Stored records

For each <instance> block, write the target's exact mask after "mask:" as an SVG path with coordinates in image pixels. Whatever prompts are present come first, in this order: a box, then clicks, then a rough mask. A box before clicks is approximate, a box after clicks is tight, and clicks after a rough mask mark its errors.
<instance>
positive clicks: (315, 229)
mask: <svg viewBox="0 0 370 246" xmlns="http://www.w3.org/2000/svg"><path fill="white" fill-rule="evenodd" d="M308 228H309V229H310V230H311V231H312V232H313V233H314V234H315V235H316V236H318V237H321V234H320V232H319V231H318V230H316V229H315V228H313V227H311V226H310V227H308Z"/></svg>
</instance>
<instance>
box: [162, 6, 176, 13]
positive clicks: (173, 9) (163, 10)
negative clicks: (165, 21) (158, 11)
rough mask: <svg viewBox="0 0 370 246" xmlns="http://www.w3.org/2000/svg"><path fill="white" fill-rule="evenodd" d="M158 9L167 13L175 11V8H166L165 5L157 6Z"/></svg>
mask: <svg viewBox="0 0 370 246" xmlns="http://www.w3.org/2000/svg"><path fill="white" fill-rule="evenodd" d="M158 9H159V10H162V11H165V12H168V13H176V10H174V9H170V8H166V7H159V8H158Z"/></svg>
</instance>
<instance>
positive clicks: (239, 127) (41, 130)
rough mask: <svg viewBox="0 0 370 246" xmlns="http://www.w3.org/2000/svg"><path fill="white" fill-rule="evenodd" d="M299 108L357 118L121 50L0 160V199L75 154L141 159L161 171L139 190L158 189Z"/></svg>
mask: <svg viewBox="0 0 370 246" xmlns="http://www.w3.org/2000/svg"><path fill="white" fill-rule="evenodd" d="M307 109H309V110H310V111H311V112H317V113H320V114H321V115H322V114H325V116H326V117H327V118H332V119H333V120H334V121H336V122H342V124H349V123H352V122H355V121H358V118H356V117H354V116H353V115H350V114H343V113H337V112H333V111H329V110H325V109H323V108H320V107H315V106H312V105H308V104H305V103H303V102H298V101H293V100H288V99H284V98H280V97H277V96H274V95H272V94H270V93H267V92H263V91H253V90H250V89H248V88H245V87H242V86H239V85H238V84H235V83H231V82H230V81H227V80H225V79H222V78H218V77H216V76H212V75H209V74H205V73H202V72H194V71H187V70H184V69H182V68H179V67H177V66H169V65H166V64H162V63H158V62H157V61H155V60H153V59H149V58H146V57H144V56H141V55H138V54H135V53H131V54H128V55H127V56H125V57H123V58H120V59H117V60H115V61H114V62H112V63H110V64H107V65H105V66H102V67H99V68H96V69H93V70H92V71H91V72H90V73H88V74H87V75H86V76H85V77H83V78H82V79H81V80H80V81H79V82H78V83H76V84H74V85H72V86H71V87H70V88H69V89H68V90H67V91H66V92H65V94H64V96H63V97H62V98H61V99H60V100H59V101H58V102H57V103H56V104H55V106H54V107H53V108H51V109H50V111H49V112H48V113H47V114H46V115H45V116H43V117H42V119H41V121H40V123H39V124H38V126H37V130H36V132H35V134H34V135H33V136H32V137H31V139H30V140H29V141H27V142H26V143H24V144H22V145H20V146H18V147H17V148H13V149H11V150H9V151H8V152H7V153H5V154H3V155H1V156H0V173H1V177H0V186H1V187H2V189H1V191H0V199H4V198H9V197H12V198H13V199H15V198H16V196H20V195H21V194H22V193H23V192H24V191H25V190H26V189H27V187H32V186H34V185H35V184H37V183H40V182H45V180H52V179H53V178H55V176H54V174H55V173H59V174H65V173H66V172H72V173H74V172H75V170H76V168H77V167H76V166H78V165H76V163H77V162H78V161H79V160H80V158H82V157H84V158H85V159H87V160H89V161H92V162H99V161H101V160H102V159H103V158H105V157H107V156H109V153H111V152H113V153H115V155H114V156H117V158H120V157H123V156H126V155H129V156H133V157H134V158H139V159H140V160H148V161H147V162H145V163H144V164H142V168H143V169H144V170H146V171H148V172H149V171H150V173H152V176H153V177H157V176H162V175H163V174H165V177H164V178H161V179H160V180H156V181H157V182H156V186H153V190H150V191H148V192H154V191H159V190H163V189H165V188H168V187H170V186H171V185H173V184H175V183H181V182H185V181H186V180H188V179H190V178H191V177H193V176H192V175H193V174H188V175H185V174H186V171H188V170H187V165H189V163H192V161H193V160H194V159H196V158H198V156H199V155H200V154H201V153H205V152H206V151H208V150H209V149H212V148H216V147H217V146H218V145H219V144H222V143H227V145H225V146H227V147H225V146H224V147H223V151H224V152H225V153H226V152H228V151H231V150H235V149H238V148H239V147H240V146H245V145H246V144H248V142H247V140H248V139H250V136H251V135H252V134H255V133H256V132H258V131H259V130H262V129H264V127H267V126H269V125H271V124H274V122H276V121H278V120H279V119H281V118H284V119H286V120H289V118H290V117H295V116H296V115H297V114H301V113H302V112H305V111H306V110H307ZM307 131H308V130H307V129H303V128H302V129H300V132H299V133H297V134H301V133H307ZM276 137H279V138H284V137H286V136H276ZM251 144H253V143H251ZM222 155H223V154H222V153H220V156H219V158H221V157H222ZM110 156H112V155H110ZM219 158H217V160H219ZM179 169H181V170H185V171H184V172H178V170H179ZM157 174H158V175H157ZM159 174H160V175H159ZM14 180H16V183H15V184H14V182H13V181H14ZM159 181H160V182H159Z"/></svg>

# [EXERCISE DESCRIPTION]
The entries are to be repeated exactly, with nothing altered.

# [REPLY TO THE TASK]
For each <instance> block, write the target's exact mask after "mask:" as an SVG path with coordinates in image pixels. Whatever prompts are present come first, in this order: a box, then clicks, then a rough mask. A box before clicks is approximate, a box after clicks is tight, and clicks after a rough mask mark its errors.
<instance>
positive clicks: (315, 229)
mask: <svg viewBox="0 0 370 246" xmlns="http://www.w3.org/2000/svg"><path fill="white" fill-rule="evenodd" d="M308 228H309V229H310V230H311V231H312V232H313V233H314V234H315V235H316V236H318V237H321V234H320V232H319V231H318V230H316V229H315V228H313V227H311V226H310V227H308Z"/></svg>
</instance>
<instance>
box: [162, 6, 176, 13]
positive clicks: (173, 9) (163, 10)
negative clicks: (165, 21) (158, 11)
rough mask: <svg viewBox="0 0 370 246" xmlns="http://www.w3.org/2000/svg"><path fill="white" fill-rule="evenodd" d="M158 9L167 13L175 11V8H166L165 5L157 6Z"/></svg>
mask: <svg viewBox="0 0 370 246" xmlns="http://www.w3.org/2000/svg"><path fill="white" fill-rule="evenodd" d="M158 9H159V10H162V11H165V12H168V13H176V10H174V9H170V8H166V7H159V8H158Z"/></svg>
</instance>
<instance>
positive clicks: (239, 127) (41, 130)
rough mask: <svg viewBox="0 0 370 246" xmlns="http://www.w3.org/2000/svg"><path fill="white" fill-rule="evenodd" d="M299 108L357 118L121 50L0 160V199L75 154L141 159L161 171L139 190L158 189Z"/></svg>
mask: <svg viewBox="0 0 370 246" xmlns="http://www.w3.org/2000/svg"><path fill="white" fill-rule="evenodd" d="M307 109H309V110H310V111H311V112H317V113H320V114H321V115H322V114H325V116H326V117H327V118H332V119H333V120H334V121H336V122H342V124H349V123H352V122H355V121H358V118H356V117H354V116H353V115H350V114H343V113H337V112H333V111H329V110H325V109H323V108H320V107H315V106H312V105H308V104H305V103H303V102H298V101H293V100H288V99H284V98H280V97H277V96H274V95H272V94H270V93H267V92H263V91H253V90H250V89H248V88H245V87H242V86H239V85H238V84H235V83H231V82H230V81H227V80H225V79H222V78H218V77H216V76H212V75H209V74H205V73H202V72H194V71H187V70H184V69H182V68H179V67H177V66H169V65H166V64H162V63H158V62H157V61H155V60H153V59H149V58H146V57H144V56H141V55H138V54H135V53H131V54H128V55H127V56H125V57H123V58H120V59H117V60H115V61H114V62H112V63H110V64H107V65H105V66H102V67H99V68H96V69H93V70H92V71H91V72H90V73H88V74H87V75H86V76H85V77H83V78H82V79H81V80H80V81H79V82H78V83H76V84H74V85H72V86H71V87H70V88H69V89H68V90H67V91H66V92H65V94H64V96H63V97H62V98H61V99H60V100H59V101H58V102H57V103H56V104H55V106H54V107H53V108H51V109H50V111H49V112H48V113H47V114H46V115H45V116H43V117H42V119H41V121H40V123H39V124H38V126H37V130H36V132H35V134H34V135H33V136H32V137H31V139H30V140H29V141H27V142H26V143H24V144H22V145H20V146H18V147H17V148H13V149H11V150H9V151H8V152H7V153H5V154H3V155H1V156H0V173H1V177H0V186H1V187H2V189H1V191H0V199H4V198H9V197H12V198H13V199H15V198H16V196H20V195H21V194H22V193H23V192H24V191H25V190H26V189H27V187H32V186H34V185H35V184H37V183H40V182H45V180H52V179H53V178H55V176H54V174H55V173H59V174H65V173H66V172H72V173H74V172H75V170H76V168H77V167H76V166H78V165H76V163H77V162H78V161H79V160H80V158H82V157H84V158H85V159H87V160H89V161H92V162H99V161H101V160H102V159H103V158H105V157H107V156H109V153H111V152H113V153H115V155H114V156H117V158H120V157H123V156H126V155H129V156H133V157H134V158H139V159H140V160H148V161H147V162H145V163H144V164H142V168H143V169H144V170H146V171H148V172H149V171H150V173H152V176H153V177H157V176H162V175H163V174H165V177H164V178H161V179H160V180H156V181H157V182H156V186H153V190H150V191H148V192H154V191H159V190H163V189H165V188H168V187H170V186H171V185H173V184H175V183H181V182H185V181H186V180H188V179H190V178H191V177H193V176H192V175H193V174H188V175H185V174H186V171H188V170H187V165H189V163H192V161H193V160H194V159H196V158H198V156H199V155H200V154H201V153H205V152H206V151H208V150H209V149H212V148H216V147H217V146H218V145H219V144H222V143H227V145H225V146H227V147H225V146H224V147H223V151H224V152H225V153H226V152H228V151H231V150H235V149H238V148H239V147H240V146H245V145H246V144H248V142H247V140H248V139H250V136H251V135H252V134H255V133H256V132H258V131H259V130H262V129H264V127H267V126H269V125H271V124H274V122H276V121H278V120H279V119H281V118H284V119H286V120H289V118H290V117H295V116H296V115H297V114H301V113H302V112H305V111H306V110H307ZM307 131H308V130H307V129H303V128H302V129H300V132H299V133H297V134H301V133H307ZM276 137H279V138H284V137H286V136H276ZM251 144H253V143H251ZM222 155H223V154H222V153H220V156H219V158H221V157H222ZM110 156H112V155H110ZM219 158H217V160H219ZM179 169H181V170H185V171H184V172H178V170H179ZM157 174H158V175H157ZM159 174H160V175H159ZM14 180H16V183H15V184H14V182H13V181H14ZM159 181H160V182H159Z"/></svg>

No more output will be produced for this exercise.